▶ Data supplied:
________________________

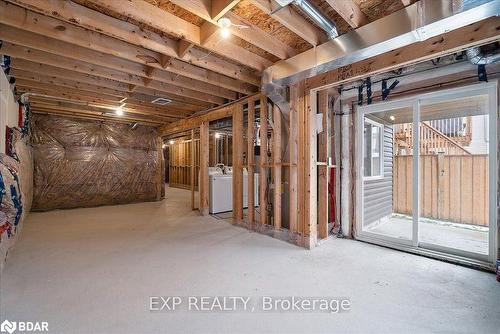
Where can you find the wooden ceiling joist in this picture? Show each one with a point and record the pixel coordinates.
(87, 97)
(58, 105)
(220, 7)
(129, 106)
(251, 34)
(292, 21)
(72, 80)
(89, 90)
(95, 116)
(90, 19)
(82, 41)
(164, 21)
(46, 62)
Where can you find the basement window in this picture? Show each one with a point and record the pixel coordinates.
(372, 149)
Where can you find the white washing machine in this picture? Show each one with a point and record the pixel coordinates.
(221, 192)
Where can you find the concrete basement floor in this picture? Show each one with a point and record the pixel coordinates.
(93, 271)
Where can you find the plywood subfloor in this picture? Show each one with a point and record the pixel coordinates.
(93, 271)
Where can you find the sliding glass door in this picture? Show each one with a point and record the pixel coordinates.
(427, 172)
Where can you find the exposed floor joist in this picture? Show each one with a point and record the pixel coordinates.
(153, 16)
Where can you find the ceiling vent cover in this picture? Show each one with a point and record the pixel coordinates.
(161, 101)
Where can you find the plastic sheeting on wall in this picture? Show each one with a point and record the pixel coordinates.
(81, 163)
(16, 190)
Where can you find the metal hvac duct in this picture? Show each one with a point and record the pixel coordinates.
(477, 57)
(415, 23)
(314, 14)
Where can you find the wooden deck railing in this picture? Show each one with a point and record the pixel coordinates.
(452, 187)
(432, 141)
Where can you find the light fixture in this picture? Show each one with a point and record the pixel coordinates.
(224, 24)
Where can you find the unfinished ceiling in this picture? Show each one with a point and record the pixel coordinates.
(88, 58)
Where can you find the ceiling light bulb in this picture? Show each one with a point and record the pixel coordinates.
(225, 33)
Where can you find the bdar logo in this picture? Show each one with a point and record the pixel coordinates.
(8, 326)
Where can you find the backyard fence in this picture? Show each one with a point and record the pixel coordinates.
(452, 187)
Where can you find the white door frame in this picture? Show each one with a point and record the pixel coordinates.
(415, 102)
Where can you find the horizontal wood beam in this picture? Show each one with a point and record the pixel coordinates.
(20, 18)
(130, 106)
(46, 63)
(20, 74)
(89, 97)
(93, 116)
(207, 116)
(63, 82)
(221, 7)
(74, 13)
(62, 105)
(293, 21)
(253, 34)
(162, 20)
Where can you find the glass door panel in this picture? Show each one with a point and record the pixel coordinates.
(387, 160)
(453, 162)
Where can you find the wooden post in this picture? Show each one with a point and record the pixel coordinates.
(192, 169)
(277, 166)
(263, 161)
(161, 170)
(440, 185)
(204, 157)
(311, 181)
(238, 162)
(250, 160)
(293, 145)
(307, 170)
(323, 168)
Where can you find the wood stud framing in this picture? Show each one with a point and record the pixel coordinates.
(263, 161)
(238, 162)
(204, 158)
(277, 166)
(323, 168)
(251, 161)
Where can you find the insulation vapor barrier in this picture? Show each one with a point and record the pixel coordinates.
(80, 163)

________________________

▶ Requirement:
Using the listing above, print the line containing "Where can you find the glass" and every line after it exactly, up to and including the last.

▶ Result of the exercise:
Where can you find the glass door panel in this picture? Show each one with a point and record the pixel coordinates.
(387, 160)
(453, 162)
Where can you find the wooden post in this picture? Show each one with a point and record the pixel coordinates.
(192, 169)
(277, 166)
(263, 161)
(161, 170)
(440, 185)
(204, 157)
(311, 181)
(238, 162)
(250, 160)
(293, 145)
(307, 170)
(323, 168)
Where can you find the wood stud framing in this picture? Show each one with a point and record the pixel coordinates.
(263, 161)
(238, 162)
(204, 158)
(277, 166)
(323, 168)
(251, 161)
Where can you find the insulation vapor barrier in this picture? Show each one with a point and record the pixel coordinates.
(80, 163)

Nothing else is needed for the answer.